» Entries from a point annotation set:
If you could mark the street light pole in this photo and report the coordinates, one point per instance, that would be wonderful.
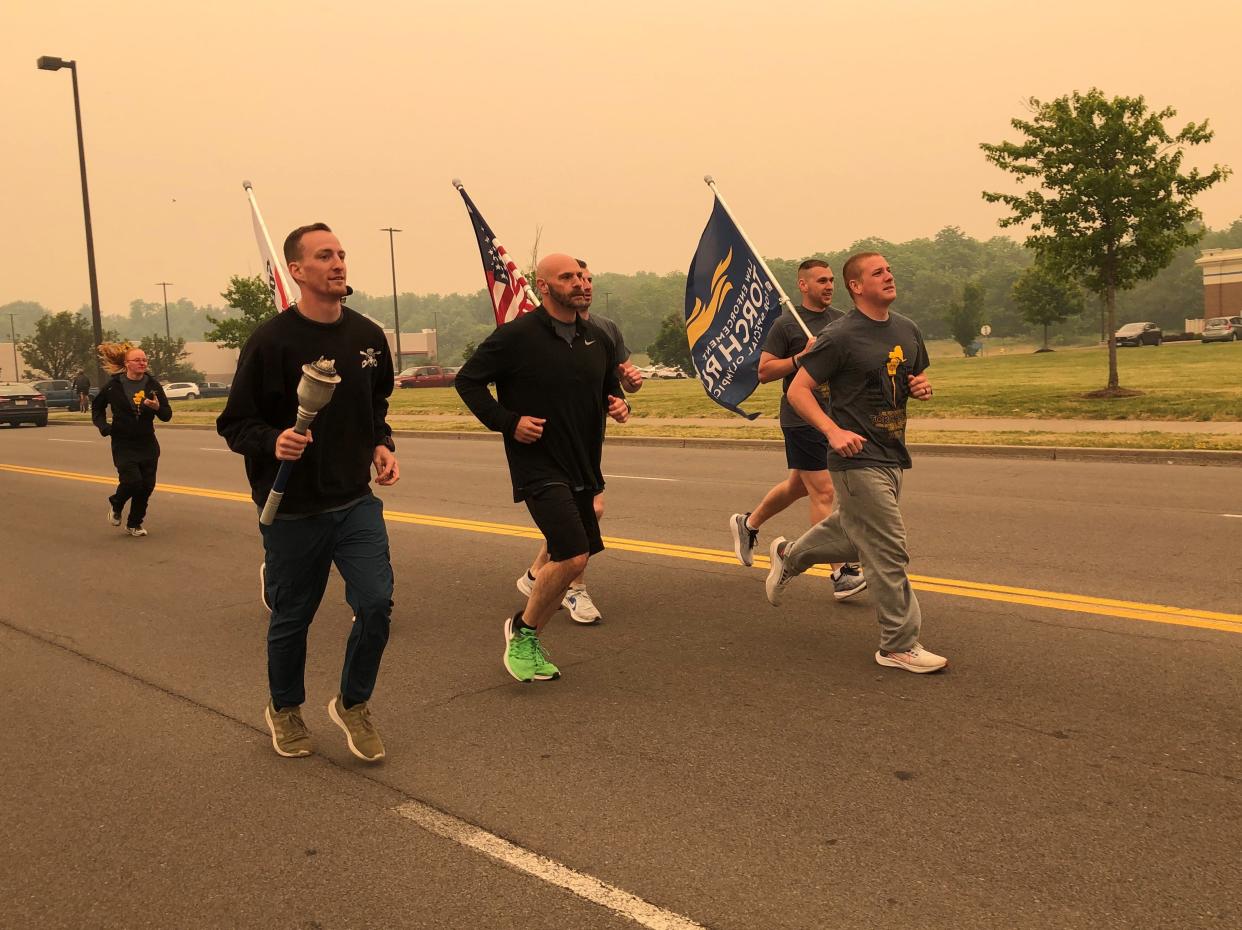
(49, 62)
(13, 334)
(396, 313)
(168, 329)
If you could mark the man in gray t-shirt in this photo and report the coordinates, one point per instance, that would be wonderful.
(806, 451)
(576, 600)
(873, 360)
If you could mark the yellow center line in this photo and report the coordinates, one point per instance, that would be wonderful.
(1031, 597)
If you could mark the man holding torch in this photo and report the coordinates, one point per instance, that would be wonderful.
(328, 513)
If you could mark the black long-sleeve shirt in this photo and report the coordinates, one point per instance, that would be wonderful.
(133, 425)
(537, 373)
(263, 402)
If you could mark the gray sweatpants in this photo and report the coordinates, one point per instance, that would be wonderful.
(867, 527)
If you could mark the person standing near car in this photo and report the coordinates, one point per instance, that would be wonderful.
(134, 399)
(82, 386)
(578, 601)
(329, 514)
(806, 451)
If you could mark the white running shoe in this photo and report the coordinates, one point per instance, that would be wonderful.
(776, 575)
(580, 606)
(914, 659)
(743, 539)
(848, 581)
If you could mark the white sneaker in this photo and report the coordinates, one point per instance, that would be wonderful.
(776, 576)
(580, 606)
(914, 659)
(743, 539)
(525, 584)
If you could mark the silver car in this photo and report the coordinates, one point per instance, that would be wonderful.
(1222, 329)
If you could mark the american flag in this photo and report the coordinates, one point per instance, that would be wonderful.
(509, 292)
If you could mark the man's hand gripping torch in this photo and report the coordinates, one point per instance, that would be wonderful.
(314, 390)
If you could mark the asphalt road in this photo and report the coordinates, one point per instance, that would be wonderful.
(740, 766)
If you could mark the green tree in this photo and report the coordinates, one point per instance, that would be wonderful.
(1046, 298)
(251, 298)
(168, 360)
(61, 345)
(966, 316)
(670, 347)
(1113, 205)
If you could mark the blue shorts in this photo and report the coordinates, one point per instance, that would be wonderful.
(806, 448)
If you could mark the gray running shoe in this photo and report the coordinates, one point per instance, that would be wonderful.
(743, 539)
(290, 735)
(364, 740)
(580, 606)
(525, 584)
(778, 575)
(848, 581)
(914, 659)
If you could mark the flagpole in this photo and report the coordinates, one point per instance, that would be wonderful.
(711, 183)
(285, 283)
(525, 284)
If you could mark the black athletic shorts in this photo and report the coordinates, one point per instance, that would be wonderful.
(566, 518)
(806, 448)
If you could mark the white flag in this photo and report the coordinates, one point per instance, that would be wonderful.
(273, 268)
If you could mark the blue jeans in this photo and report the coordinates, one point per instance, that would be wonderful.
(298, 555)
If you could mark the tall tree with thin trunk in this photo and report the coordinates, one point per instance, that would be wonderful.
(1113, 204)
(1046, 298)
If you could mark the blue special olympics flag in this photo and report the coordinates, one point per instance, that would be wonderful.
(730, 304)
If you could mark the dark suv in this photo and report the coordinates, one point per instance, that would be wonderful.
(1139, 334)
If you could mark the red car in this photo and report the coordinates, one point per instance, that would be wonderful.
(426, 376)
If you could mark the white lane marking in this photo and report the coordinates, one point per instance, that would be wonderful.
(516, 857)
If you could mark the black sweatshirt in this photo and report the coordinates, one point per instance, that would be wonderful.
(335, 467)
(538, 374)
(133, 425)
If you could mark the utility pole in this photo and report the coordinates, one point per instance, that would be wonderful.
(396, 313)
(168, 329)
(13, 334)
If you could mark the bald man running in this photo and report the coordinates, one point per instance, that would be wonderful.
(555, 378)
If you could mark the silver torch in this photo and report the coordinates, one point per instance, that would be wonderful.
(319, 379)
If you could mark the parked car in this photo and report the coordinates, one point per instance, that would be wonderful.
(60, 392)
(183, 390)
(22, 404)
(426, 376)
(1222, 329)
(656, 373)
(1139, 334)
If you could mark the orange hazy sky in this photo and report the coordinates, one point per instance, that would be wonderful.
(822, 123)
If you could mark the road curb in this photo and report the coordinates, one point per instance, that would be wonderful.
(1055, 453)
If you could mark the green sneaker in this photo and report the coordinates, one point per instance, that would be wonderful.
(519, 652)
(290, 735)
(544, 669)
(360, 733)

» Given instruction: Omit the pictures, and quote the material above exactly as given.

» Expected answer:
If you could mark the street light pole in this photo and report the coordinates, one point per instance, that would be wonderful.
(49, 62)
(13, 334)
(396, 313)
(168, 329)
If you could mark the man in gray t-shirt in this photo and report the coordinates, one point per instance, that would be wonderful.
(806, 451)
(576, 600)
(873, 360)
If you could mark the yellow center line in this photo and report the coordinates, one point per instance, that would be wonderful.
(1031, 597)
If you could mark the man holding torch in this photo and report the coordinates, one point per instance, that would be wonderful.
(328, 513)
If you could mark the black long-sleeve shirt in this photo and report the coordinates, one point per instance, that would be wonderful.
(133, 425)
(537, 373)
(263, 402)
If you could mark the gray sweatpants in this photo and report the coordinates, one point per instance, that would be wonderful.
(867, 527)
If you could mark the person standing near car in this photo and report the coordinates, one point per instance, that would be wonderful.
(134, 399)
(82, 386)
(578, 601)
(329, 514)
(806, 451)
If you could mark the white running shoe in this photo and report the coordinates, one point per instance, that would be wonderful.
(776, 575)
(580, 606)
(914, 659)
(743, 539)
(848, 581)
If you could mark the white sneaker in this photo and report the coordinates, one point per instance, that would be wonderful.
(776, 576)
(580, 606)
(914, 659)
(743, 539)
(525, 584)
If you could mark the silver car in this photo and report the coordinates, one point per instance, that would be wonderful.
(1222, 329)
If you could mark the american flag in this photo and report the coordinates, one point per instance, that would be wonderful.
(509, 292)
If you could mark the man's hand gripping torch in this photo and report the coordinates, one point per instance, that would be wonderful.
(314, 390)
If you could mark the asphalt road in this photo and report the coordinates, one point per instance, that would be wonderful.
(740, 766)
If you could mark the green tree in this photo and report the coordinates, one point per instance, that would be wonderful.
(1046, 298)
(251, 298)
(168, 360)
(61, 345)
(966, 316)
(670, 347)
(1113, 205)
If you could mark the blue shorts in this photo and report the coordinates, one point per instance, that would be wonderful.
(806, 448)
If you could mark the gray running shoe in this photo and report the coordinates, one point per instance, that would be wonderful.
(743, 539)
(290, 735)
(364, 740)
(580, 606)
(525, 584)
(778, 575)
(848, 581)
(914, 659)
If you could mark the flagpole in this photo and report the coordinates, one point per instance, that would be wonderful.
(711, 183)
(285, 283)
(525, 284)
If you could mark the black athletic shorts in this photo and report the coordinates, one point per instance, that would be wonderful.
(566, 518)
(806, 448)
If you could mark the white flag in this photo and report the coordinates, one point per instance, that would be wonderful.
(273, 268)
If you could mark the blue jeans in this photo and report the coordinates, one point per instance, that would be wonderful.
(298, 555)
If you could mark the tall tree with thin trunk in this photo and report the coordinates, one point per instance, that would be wonderful.
(1113, 204)
(1046, 298)
If you could mark the blue special olympics flag in this photo and report the coordinates, one point per instance, that would be wonderful.
(730, 304)
If you could mark the dark suv in this photo and report the coordinates, one point per instance, that would be wonderful.
(1139, 334)
If you could mark the red car in this photo and report the coordinates, one point per instance, that would be wonderful.
(426, 376)
If you could mark the white lane marking in this photo and report the coordinates, one point per instance, that would be wonderful.
(516, 857)
If you could mark the black sweatshirt in this photo and report the coordinates, one point per instance, that would be wonderful.
(335, 467)
(538, 374)
(133, 425)
If you could mark the utility pole in this photo and report the coordinates, one point per instance, that would be wonderful.
(396, 313)
(168, 329)
(13, 334)
If you could mark the bald man running in this photo and report the coordinates, one point per instance, that would be wonderful.
(555, 378)
If you could mark the silver torch in this photo and report the coordinates, one point per instance, that would be wonderful.
(319, 379)
If you could mark the parked car in this photo and report the coordinates, one point per instance, that would be wonderful.
(60, 392)
(183, 390)
(22, 404)
(426, 376)
(1222, 329)
(656, 373)
(1139, 334)
If you could mark the orange hazy sky in this photo and report the coordinates, one point per instance, that would be wonderful.
(822, 123)
If you could mark the road curb in this photo and report the coordinates, one point per instance, that would be wonderful.
(1055, 453)
If you could mark the green sneaker in this photo and report the coordinates, one point per instance, that would be wonderful.
(519, 652)
(290, 735)
(544, 669)
(360, 733)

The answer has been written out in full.